The Bible really has only three passages that deal with the jealousy of one person concerning another. Let us look at these first.

One of those, Song of Songs (Song of Solomon) 8:6, says "jealousy is cruel as the grave: the coals thereof are coals of fire, which hath a most vehement flame." It would seem, then, that jealousy can be a dangerous thing. While it may cause harm to the object, it causes more harm to the one who harbors the feeling. You see, uncontrolled jealousy can cause us to destroy our own lives. If we give in to it we follow up with distrust, enmity, even hate. Uncontrolled jealousy is not a sign of love, but of selfishness.

Proverbs 6:32-35 says: "whoso committeth adultery with a woman lacketh understanding: he that doeth it destroyeth his own soul. A wound and dishonour shall he get; and his reproach shall not be wiped away. For jealousy is the rage of a man: therefore he will not spare in the day of vengeance. He will not regard any ransom; neither will he rest content, though thou givest many gifts." As I read this, the wise man is saying to avoid adultery because the wronged husband, in this case, may be rightly jealous and demand more satisfaction than you are willing to give. Perhaps the jealousy goes out of control and will not be satisfied by the offer of payment for the wrong. But in essence it is a righteous jealousy because the wronged husband could expect other men to stay away from his wife.

The third passage is too long to quote here. It is Numbers 5:11-31. This is the law for the Jews concerning a method (possibly miraculous) to determine if a man's jealousy is justified. Essentially it says that if a man suspects that his wife is bearing another man's child he shall take her to the priest. They go through a ceremony that involves her drinking a sort of potion. If the child is someone else's the potion, or just the stress of the ceremony, will cause her to miscarry. However, if the child comes to full term she will be held guiltless; it is his child. Whether this was ever used or not is never indicated in scripture. It may have been enough of an incentive to make a woman admit her adultery just because of the oaths she was required to take. The only thing I think we can take from this passage is that there are times when a man may become jealous and suspicious. He should not let that jealousy fester in him, but may take certain legal action to determine her guilt or innocence. Perhaps the modern equivalent would be a dna test. However, one should be careful not to go to extremes on a whim, lest one drive his wife away.

[INFORMATION SUPPLIED]
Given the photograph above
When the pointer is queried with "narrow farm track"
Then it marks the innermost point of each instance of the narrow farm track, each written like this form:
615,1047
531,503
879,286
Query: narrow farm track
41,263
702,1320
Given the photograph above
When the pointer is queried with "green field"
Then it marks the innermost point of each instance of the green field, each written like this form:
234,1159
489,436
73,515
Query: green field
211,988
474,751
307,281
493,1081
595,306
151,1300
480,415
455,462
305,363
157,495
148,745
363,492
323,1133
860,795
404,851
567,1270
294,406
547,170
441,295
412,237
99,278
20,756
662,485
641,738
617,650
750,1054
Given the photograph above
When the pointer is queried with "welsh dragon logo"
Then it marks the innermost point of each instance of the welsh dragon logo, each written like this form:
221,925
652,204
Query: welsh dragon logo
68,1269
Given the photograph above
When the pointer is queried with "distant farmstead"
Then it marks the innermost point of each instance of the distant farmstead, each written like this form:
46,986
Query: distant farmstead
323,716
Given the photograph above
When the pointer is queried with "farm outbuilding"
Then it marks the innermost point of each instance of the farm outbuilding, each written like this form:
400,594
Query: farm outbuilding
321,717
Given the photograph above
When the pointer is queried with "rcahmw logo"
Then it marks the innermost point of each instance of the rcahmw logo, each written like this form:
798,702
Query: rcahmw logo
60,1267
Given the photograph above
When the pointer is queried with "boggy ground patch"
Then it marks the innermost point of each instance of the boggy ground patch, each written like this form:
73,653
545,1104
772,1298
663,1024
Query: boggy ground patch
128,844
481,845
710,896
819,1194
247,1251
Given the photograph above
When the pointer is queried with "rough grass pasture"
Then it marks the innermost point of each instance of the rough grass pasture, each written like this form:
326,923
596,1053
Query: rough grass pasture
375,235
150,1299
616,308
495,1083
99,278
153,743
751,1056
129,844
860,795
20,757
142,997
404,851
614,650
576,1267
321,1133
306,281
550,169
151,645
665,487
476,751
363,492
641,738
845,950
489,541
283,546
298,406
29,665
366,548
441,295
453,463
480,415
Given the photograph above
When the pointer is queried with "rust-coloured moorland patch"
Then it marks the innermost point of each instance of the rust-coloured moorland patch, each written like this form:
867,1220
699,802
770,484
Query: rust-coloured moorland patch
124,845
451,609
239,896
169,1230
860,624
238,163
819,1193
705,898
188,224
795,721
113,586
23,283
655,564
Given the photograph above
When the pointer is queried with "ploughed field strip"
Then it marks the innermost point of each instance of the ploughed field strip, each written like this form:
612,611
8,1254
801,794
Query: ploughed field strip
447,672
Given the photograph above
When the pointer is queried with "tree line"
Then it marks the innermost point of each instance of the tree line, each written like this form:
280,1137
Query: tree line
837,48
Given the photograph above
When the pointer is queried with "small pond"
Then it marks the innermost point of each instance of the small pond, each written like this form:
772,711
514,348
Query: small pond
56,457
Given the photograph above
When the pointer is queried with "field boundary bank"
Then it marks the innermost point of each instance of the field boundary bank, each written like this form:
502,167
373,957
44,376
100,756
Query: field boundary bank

[PROBLEM SET]
A. In the text on jealousy in the Bible, which passage is described as too long to quote?
B. Write the next part of the text on jealousy in the Bible, picking up right after its final sentence.

[RESULTS IN ORDER]
A. Numbers 5:11-31

B.
Those are the passages dealing with a man's jealousy about his wife. But I think we can learn about a man and wife from God's jealousy as well. (I specify a man and wife, because jealousy is only appropriate if one has a reasonable expectation of faithfulness, which expectation can only come through marriage.) God, through several of the prophets (Isaiah, Jeremiah, Hosea, Ezekiel, Zephaniah, and others) expressed that he was a jealous God because his people Israel, his bride, had gone off and committed adultery with other gods, which were no real gods. This jealousy was a righteous jealousy. That is, he had the right to expect faithfulness and had proof of unfaithfulness. That last is important. God didn't give in to idle suspicion, but acted on proof, on the nation of Israel flaunting their adultery in his face. God did not give in to uncontrolled jealousy, but offered the offending wife an opportunity to make amends and become faithful to him again. In his jealousy He did not cut them off altogether. In like manner, man's jealousy should be founded on a reasonable expectation of faithfulness (marriage) and a reasonable suspicion that one has broken that covenant. Mere flirting is not a sufficient cause for jealousy. Man can control that jealousy. We have to make choices, but one of the choices we make should be self-control. And jealousy should not close off all hope of reconciliation. Extreme, uncontrolled jealousy of the selfish variety wants to punish and divorce. God's righteous jealousy wants to bring the adulteress back into the covenant of marriage for keeps.

I hope this clarifies matters and is of help.